Nah, masalahnya sekarang bagaimana cara hidup yang menjunjung tinggi
etika hidup berkomunitas yang baik, tentu ribuan pasal dan ayat2 yang
mengaturnya dalam tatanan kehidupan kita sehari-hari.
Kesimpulan sementara adalah bagaimana mengendalikan diri agar tidak
menyenggol kepentingan orang lain yg hakiki dalam ruang komunitas yang
solid.
Kalau melihat realita kehidupan kita sekarang, sudah disusupi oleh
kepentingan priadi yang sangat dominan. Tentu cara hidup berkomunitas
sangat sulit sekali diwujudkan.
Lihat perjuangan kita selama ini, menyatukan kelompok masyarakat yg
dipicu dari latar belakang marga, kedaerahan, atau solidaritas karena
merasa tertindas, itupun hanya bayang-bayang semu. Dipermukaan okay, namun
setelah berjalan, maka ada naluri untuk berpisah, untuk saling
menyakiti dan tidak lagi “community ideal” karena berbagai faktor.
Kaum Penyanjung Community Ideal, tertinggal sekarang karena menganggap
bahwa ‘urusanmu bukan urusanku”. Hanya beberapa gereja kharisatik yang
berjuang untuk bertahan dengan sebutan misalnya “FAMILY ALTAR”

◆ **DATA**
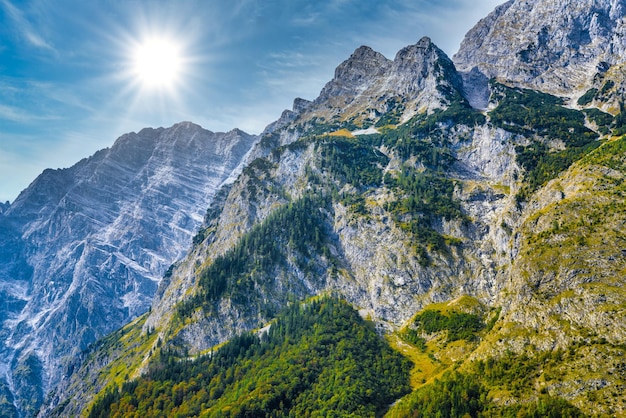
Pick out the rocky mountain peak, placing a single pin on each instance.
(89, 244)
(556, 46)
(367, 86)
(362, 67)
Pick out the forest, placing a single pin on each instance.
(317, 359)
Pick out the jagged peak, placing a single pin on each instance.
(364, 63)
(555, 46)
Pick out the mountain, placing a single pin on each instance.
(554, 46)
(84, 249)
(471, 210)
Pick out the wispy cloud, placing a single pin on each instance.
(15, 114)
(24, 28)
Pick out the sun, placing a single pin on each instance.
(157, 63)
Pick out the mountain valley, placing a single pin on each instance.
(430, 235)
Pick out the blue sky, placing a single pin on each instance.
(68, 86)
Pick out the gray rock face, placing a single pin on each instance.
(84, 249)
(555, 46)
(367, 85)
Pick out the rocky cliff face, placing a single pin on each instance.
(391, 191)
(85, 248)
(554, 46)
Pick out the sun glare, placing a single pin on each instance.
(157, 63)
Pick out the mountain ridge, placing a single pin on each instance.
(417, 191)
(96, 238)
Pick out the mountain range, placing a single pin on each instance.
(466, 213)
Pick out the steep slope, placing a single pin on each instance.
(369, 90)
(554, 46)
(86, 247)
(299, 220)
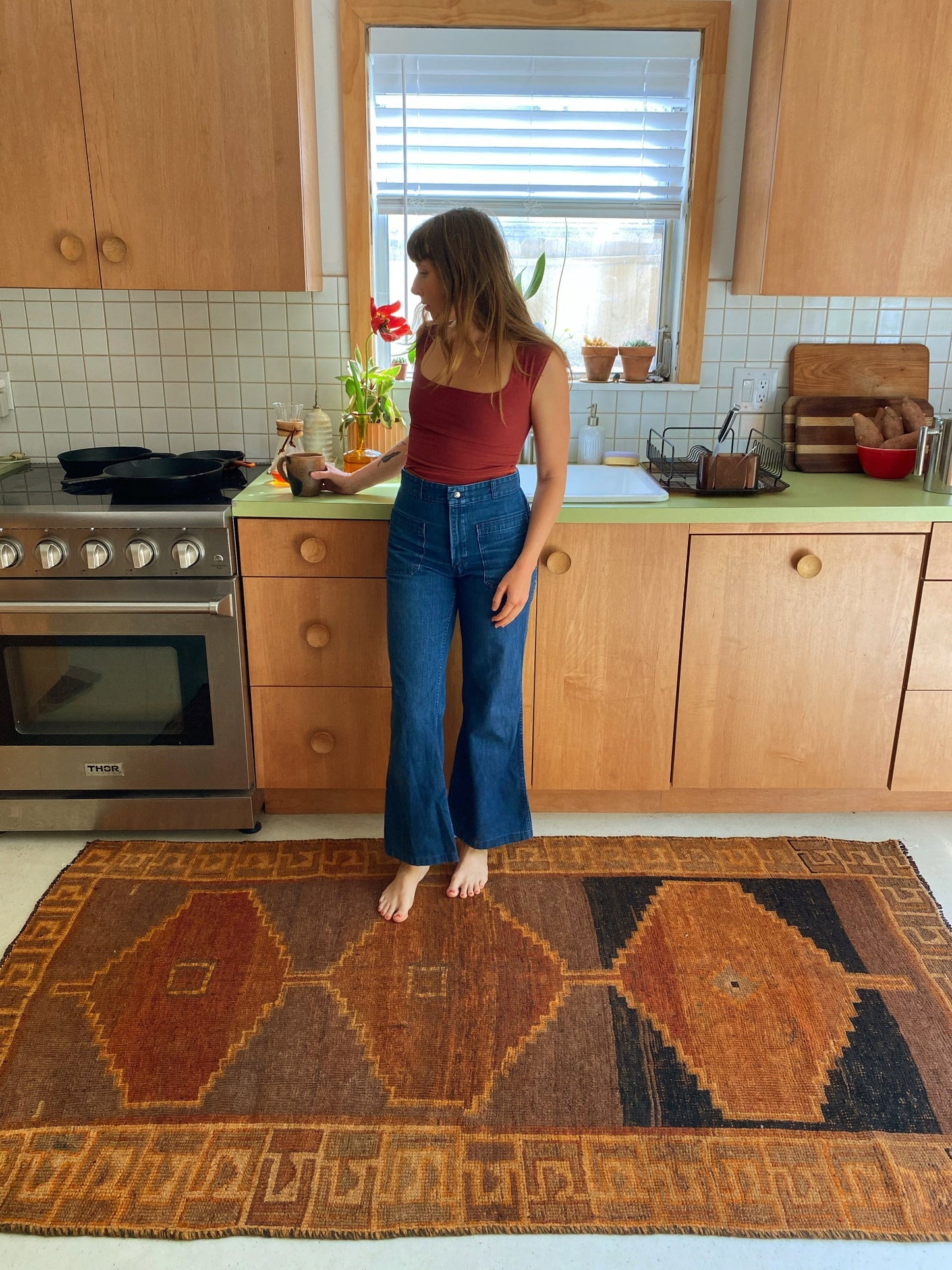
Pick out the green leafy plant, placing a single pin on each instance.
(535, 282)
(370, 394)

* * *

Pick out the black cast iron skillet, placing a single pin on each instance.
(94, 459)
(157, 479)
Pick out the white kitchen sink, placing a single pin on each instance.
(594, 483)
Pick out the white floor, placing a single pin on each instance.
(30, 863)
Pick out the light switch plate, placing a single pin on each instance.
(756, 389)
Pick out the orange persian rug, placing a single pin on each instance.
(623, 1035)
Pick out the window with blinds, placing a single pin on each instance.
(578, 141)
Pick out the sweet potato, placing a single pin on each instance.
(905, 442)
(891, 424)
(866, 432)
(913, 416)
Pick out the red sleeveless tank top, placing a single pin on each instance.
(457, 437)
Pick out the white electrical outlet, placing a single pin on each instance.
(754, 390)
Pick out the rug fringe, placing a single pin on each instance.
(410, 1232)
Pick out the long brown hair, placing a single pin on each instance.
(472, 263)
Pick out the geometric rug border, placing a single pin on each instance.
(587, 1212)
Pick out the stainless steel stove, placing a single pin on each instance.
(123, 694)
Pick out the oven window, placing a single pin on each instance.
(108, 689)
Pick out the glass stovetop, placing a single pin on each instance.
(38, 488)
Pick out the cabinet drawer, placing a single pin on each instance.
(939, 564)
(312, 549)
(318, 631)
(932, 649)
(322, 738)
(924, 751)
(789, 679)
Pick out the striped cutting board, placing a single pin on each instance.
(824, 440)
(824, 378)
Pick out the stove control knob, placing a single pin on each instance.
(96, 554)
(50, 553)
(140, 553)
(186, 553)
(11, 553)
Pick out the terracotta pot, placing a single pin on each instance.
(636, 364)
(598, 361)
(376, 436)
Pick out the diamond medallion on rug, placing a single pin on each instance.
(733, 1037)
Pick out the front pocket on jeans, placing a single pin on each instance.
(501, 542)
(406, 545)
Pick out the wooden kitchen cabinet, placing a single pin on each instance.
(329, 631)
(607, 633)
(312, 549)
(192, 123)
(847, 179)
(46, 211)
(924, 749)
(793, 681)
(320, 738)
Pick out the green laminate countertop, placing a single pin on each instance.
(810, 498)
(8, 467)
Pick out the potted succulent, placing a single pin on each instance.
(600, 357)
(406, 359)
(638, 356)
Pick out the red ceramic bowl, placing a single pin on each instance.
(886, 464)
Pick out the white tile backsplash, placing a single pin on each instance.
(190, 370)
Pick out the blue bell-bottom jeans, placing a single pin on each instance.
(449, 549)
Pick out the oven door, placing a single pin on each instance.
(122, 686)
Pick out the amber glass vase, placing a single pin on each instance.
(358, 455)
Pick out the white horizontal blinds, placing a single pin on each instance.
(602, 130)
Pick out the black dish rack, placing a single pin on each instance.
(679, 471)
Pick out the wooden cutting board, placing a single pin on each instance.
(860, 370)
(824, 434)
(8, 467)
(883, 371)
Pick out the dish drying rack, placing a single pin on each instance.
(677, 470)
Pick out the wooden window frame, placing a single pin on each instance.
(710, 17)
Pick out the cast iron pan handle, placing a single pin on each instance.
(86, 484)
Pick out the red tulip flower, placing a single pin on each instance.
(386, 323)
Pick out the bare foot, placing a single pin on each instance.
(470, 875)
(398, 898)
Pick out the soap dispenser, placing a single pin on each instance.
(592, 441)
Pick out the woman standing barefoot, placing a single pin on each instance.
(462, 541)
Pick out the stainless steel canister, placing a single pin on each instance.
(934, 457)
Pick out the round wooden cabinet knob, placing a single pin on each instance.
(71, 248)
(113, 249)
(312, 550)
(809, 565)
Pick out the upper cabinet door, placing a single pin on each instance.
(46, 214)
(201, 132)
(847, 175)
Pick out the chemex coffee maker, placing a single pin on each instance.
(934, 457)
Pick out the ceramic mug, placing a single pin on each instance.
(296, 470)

◆ **RINCIAN LATIHAN**
Sebutkan latar belakang yang menurut kutipan teks tentang hidup berkomunitas memicu upaya menyatukan kelompok masyarakat selama ini.

◆ **JAWABAN TUGAS**
Latar belakang marga, kedaerahan, atau solidaritas karena merasa tertindas.